** TASK PROMPT **
Exactly the lines from the one holding "Target: headscarf" through the end of the material below must be printed, nothing more, and the pictures must be dropped.

** RECORDS PROVIDED **
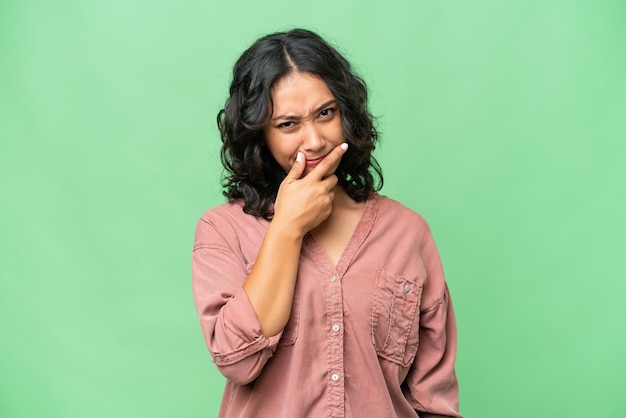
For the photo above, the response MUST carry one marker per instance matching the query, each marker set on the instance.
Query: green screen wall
(503, 123)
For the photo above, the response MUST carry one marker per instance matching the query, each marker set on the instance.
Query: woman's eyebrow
(317, 110)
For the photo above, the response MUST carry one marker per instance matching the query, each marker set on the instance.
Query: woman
(316, 295)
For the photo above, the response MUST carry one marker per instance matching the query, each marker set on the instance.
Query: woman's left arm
(432, 384)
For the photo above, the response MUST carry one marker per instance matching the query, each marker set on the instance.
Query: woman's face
(305, 118)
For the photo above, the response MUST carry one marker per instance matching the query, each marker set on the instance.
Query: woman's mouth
(315, 161)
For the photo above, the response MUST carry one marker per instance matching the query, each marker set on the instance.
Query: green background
(503, 123)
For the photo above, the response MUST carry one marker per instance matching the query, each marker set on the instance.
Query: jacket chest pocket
(395, 317)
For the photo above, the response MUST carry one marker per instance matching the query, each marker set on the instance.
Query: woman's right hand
(305, 202)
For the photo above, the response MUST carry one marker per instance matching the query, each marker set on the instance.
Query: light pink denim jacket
(374, 336)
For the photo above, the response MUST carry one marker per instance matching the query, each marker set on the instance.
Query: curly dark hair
(252, 173)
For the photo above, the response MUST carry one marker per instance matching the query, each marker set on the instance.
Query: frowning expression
(305, 117)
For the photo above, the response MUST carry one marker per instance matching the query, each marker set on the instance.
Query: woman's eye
(327, 112)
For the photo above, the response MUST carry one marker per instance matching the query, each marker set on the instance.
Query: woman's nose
(313, 139)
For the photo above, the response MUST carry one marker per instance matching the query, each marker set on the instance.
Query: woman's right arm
(301, 205)
(242, 324)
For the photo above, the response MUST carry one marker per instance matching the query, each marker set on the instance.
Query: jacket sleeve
(431, 385)
(229, 324)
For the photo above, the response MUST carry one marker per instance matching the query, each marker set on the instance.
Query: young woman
(316, 295)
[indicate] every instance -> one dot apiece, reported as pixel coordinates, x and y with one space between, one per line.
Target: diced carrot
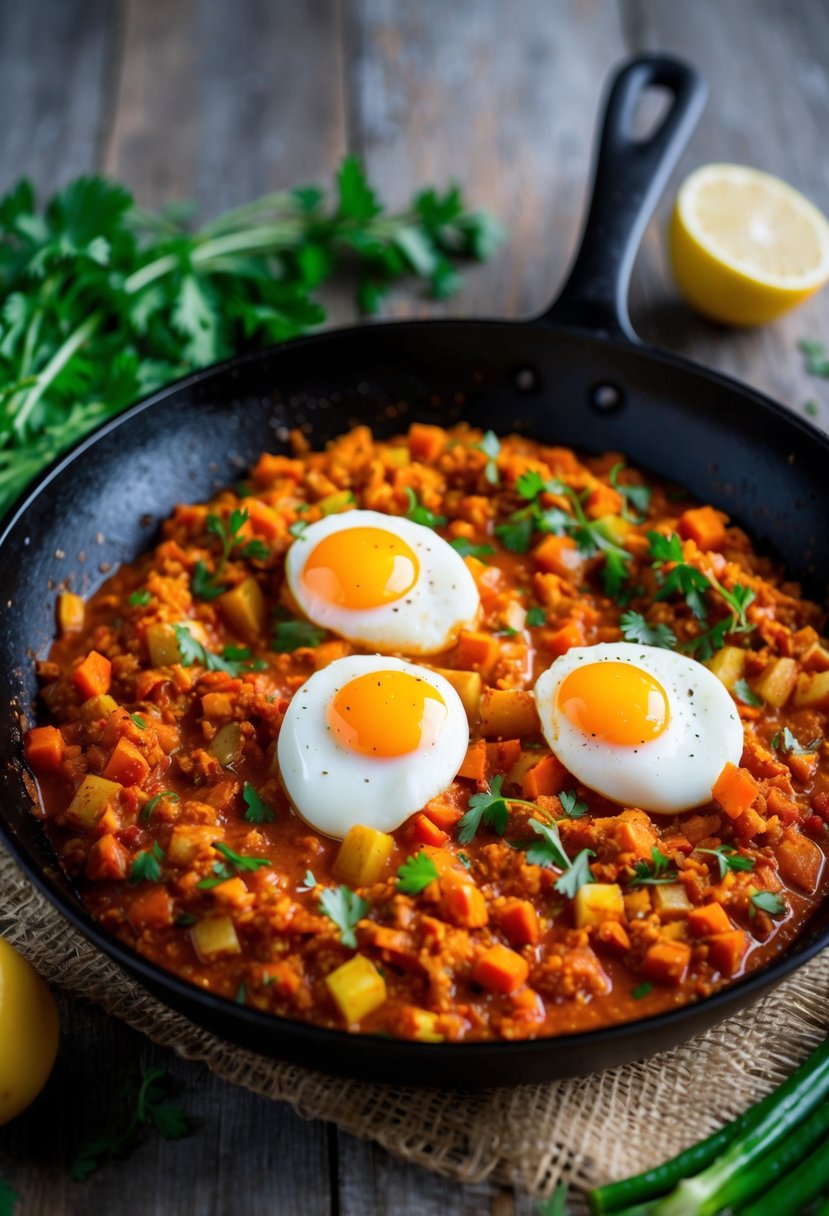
547 777
443 814
501 969
558 555
477 652
94 675
501 756
709 919
107 859
426 443
603 500
666 962
474 763
800 861
127 765
564 639
151 910
734 789
462 902
727 950
45 748
427 832
519 923
613 936
704 525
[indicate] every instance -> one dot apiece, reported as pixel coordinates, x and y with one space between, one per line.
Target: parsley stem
52 369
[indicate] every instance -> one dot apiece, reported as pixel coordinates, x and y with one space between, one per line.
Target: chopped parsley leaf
416 873
257 811
145 867
636 629
421 514
345 908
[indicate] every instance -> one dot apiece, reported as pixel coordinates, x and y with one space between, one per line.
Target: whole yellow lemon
28 1032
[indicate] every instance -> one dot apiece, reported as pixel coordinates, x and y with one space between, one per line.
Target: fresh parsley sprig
491 809
787 742
421 514
207 585
345 908
416 873
636 629
151 1109
293 635
655 872
728 859
636 496
235 660
233 863
767 901
101 303
255 810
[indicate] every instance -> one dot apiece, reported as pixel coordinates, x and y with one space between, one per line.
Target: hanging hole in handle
650 112
605 398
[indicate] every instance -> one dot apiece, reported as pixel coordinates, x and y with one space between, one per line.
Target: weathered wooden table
220 102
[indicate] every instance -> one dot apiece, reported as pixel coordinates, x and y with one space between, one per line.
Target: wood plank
56 61
500 97
225 102
244 1150
751 51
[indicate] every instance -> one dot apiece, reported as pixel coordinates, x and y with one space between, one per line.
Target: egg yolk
615 703
387 714
361 568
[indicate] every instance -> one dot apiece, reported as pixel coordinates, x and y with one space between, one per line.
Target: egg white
427 619
670 773
334 788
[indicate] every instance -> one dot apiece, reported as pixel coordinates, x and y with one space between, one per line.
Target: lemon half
745 246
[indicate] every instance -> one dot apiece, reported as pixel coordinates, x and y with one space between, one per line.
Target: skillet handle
630 178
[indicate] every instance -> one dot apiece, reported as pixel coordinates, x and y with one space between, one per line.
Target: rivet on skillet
607 398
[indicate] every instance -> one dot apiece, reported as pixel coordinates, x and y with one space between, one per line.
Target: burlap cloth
584 1131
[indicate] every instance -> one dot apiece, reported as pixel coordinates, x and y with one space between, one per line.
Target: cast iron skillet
576 376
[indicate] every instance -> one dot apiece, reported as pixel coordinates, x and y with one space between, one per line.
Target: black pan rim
158 979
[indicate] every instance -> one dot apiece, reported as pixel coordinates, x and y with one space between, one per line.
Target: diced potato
243 608
508 714
187 840
99 707
468 685
596 902
777 682
214 936
71 613
226 744
362 855
637 905
91 799
812 692
671 901
163 643
727 664
356 988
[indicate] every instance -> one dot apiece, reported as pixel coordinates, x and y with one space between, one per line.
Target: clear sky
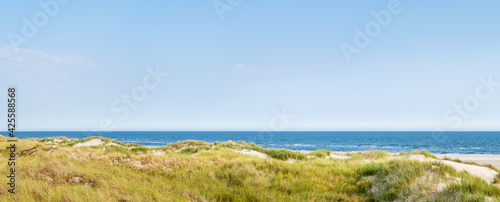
238 65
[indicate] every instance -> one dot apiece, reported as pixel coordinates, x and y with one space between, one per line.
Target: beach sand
480 159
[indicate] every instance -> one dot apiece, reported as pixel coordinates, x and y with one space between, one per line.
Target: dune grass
183 173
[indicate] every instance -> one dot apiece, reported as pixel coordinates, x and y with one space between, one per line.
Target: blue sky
241 71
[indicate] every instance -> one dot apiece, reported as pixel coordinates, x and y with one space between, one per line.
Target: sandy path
252 153
487 174
92 142
480 159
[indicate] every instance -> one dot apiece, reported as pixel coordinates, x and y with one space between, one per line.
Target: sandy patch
112 144
92 142
157 152
487 174
480 159
334 156
252 153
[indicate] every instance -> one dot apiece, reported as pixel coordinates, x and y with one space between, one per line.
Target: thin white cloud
28 65
40 60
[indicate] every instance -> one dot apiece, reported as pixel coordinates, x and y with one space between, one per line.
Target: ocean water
446 142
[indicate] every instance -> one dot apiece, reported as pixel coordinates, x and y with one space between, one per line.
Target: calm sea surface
446 142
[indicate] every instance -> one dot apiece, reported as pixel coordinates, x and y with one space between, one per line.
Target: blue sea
445 142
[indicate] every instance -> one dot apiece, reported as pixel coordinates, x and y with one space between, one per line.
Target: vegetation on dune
181 172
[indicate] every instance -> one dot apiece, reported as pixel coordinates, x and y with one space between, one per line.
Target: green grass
183 173
322 153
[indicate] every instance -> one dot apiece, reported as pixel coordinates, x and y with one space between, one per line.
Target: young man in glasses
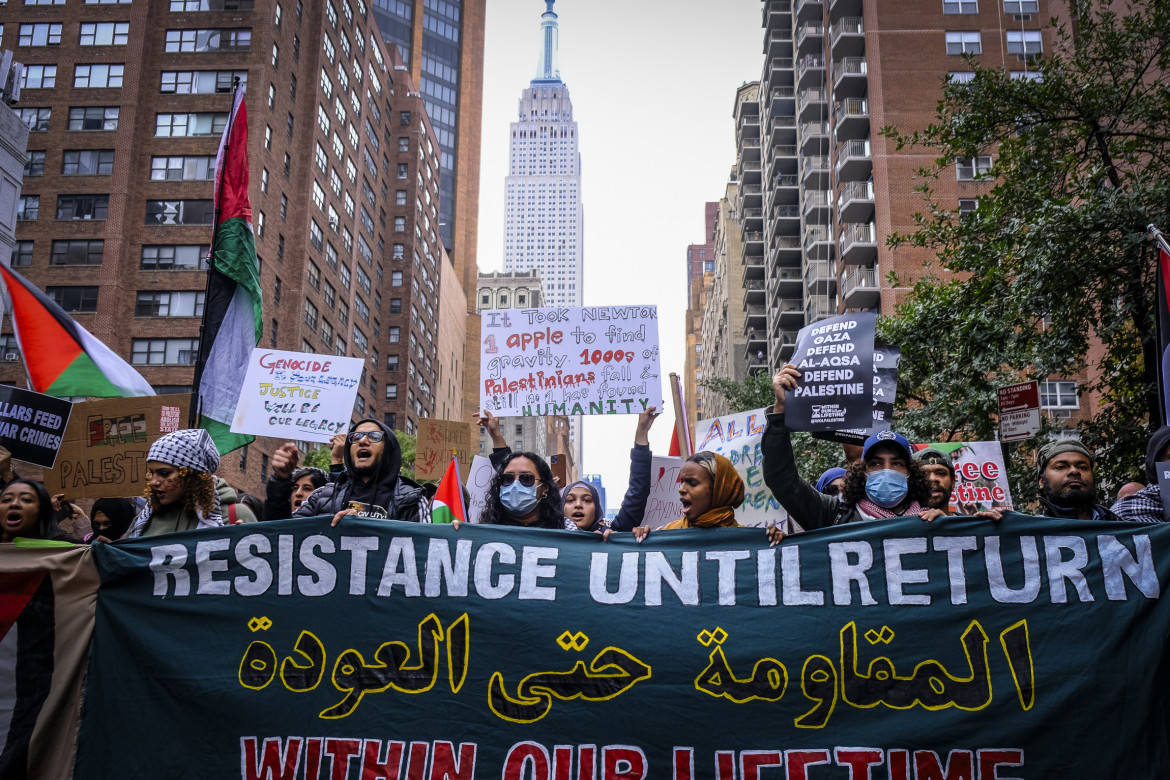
369 485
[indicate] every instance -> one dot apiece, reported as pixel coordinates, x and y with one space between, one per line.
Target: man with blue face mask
886 482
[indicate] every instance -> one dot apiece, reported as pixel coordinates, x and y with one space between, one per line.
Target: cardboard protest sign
981 478
737 437
662 505
436 440
32 425
389 649
297 395
575 360
886 359
477 482
835 360
104 449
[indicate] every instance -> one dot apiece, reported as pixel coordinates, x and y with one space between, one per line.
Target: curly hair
854 490
198 491
551 510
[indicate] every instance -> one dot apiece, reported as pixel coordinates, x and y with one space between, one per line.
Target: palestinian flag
61 357
233 315
447 505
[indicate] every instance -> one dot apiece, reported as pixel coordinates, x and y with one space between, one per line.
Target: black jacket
403 498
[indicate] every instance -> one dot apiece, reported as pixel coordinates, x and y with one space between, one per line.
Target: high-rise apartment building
834 190
126 103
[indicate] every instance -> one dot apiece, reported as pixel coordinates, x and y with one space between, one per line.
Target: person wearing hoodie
583 506
183 491
371 483
1146 505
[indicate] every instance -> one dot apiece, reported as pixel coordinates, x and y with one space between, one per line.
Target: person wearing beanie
584 509
886 482
183 492
1067 489
1146 505
940 473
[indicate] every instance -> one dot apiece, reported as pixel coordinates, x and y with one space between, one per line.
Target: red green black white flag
233 319
62 358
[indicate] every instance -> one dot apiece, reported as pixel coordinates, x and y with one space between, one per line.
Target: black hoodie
400 497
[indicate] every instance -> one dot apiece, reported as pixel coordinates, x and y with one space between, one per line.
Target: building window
38 119
968 170
82 207
104 34
170 304
964 43
93 117
164 352
81 163
21 254
76 253
98 76
74 298
1024 41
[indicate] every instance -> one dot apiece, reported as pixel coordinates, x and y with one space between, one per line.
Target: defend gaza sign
572 360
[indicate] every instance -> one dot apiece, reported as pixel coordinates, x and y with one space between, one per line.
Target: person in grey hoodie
371 483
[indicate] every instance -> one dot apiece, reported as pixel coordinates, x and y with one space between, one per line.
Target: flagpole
204 349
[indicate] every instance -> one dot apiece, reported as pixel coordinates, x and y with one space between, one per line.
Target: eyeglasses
527 480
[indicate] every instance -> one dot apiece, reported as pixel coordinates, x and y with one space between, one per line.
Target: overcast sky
653 88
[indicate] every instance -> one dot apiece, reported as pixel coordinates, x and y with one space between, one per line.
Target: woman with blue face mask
522 494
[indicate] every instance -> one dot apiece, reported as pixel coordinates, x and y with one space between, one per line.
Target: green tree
755 392
1052 273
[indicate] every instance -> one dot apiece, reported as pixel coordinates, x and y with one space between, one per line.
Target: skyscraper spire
548 70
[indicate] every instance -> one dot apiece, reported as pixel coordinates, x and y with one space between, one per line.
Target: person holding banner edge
887 482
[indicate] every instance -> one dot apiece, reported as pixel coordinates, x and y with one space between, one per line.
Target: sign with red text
570 360
297 395
1019 411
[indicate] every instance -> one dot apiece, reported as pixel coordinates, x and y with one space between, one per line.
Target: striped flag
233 315
61 357
447 505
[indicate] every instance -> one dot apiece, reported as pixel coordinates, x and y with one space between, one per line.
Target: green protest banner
1030 648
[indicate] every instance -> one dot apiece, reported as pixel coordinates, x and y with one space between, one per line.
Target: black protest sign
835 358
32 425
886 359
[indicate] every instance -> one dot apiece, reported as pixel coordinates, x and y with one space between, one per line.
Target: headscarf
727 495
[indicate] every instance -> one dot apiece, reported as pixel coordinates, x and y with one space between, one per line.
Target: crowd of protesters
882 478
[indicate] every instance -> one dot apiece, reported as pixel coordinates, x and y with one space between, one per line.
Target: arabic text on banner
575 360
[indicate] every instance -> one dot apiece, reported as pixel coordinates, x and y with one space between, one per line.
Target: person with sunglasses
522 494
370 485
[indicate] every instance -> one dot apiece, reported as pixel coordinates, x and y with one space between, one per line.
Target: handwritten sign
577 360
737 437
835 361
662 505
297 395
477 482
32 425
435 442
104 449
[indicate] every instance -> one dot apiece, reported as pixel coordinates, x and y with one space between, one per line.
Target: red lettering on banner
899 765
989 759
520 756
959 766
342 751
275 764
798 760
377 767
858 759
446 767
623 763
417 763
751 760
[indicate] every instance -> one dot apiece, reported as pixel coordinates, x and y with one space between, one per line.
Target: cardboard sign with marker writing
104 449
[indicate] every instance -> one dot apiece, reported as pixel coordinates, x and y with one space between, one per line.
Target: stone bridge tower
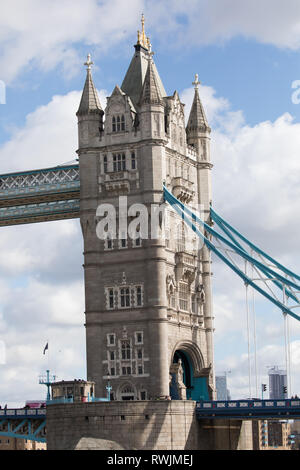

** SOLUTION BELOW **
Target: headscarf
727 495
[indicate] every instance -> one dot apiece, reported as pixel coordinates, x and y with one space between, one per line.
Target: crowd of protesters
882 478
[indicate] every instance -> one dot apiece, reported as pixel coordinates, x and y with one space between, one per line.
Target: arabic text on banner
575 360
[indicate] every instance -> one dot apiece, reported as pixel coordinates, x and y with one space between, one per line.
Target: person with sunglasses
522 494
370 485
[indicate] every instance -> one dot apiece, reported as pixel coordinates, x and y with one space between, one per line.
Target: handwritten sign
577 360
737 437
835 361
662 505
297 395
477 482
32 425
435 442
104 449
[indicate] every instance -> one dot apiece, reported as pixel coordinates, x and y with one space between, one per line.
Target: red lettering on banner
899 765
989 759
520 756
959 766
342 751
275 764
798 760
377 767
858 759
446 767
623 763
417 763
751 760
[indicate] every instance -> one dot apiece, reported as pixel coordinates, x and y with one space between, one per line.
Target: cardboard sign with marker writing
104 449
[indicate] every instance -> one dot apiece, reported as pixel coordinates, x and y with one space between, one per line.
Target: stone bridge tower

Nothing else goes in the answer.